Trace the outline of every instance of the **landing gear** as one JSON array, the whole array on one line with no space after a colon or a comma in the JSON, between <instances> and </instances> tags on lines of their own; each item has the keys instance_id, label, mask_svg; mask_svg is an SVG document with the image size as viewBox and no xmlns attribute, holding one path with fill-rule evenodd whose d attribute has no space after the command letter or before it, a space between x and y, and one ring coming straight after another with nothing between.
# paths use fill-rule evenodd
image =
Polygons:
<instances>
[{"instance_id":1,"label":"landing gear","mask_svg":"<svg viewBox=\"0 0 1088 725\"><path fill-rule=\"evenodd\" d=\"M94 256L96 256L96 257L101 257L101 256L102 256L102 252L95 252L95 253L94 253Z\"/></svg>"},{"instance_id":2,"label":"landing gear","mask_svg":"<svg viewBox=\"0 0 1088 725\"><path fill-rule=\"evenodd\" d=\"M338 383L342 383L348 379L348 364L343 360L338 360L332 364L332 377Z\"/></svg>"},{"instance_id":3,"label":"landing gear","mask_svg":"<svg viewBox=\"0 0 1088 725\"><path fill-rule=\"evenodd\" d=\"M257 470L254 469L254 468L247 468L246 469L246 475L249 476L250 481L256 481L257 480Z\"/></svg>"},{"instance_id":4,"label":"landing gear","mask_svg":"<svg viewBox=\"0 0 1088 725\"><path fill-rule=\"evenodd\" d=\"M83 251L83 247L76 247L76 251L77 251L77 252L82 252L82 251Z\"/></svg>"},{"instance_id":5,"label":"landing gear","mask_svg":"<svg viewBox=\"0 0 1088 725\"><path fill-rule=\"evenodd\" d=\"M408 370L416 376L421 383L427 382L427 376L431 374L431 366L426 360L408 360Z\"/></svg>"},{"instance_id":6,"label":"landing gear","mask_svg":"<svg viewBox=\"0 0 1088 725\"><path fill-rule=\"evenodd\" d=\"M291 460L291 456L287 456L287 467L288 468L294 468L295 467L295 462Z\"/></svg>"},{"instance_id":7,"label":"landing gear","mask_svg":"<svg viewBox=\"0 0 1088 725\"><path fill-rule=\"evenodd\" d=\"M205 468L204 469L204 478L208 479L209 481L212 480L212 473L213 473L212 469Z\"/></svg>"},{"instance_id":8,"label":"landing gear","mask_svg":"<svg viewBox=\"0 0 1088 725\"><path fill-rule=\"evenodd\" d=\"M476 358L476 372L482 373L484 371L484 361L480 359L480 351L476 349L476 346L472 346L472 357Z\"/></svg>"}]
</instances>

----

== YOUR INSTRUCTIONS ==
Scan the entries above for the string "image", and copy every line where it turns up.

== ANSWER BOX ==
Trace the outline of every instance of the **landing gear** as one JSON array, the whole array on one line with no space after a colon or a comma in the JSON, between <instances> and </instances> tags on lines of their own; each item has the keys instance_id, label, mask_svg; mask_svg is an SVG document with the image size as viewBox and no xmlns attribute, holding one path with fill-rule evenodd whose d attribute has no space after the command letter or before it, a space between x and y, and one ring coming straight after another with nothing between.
image =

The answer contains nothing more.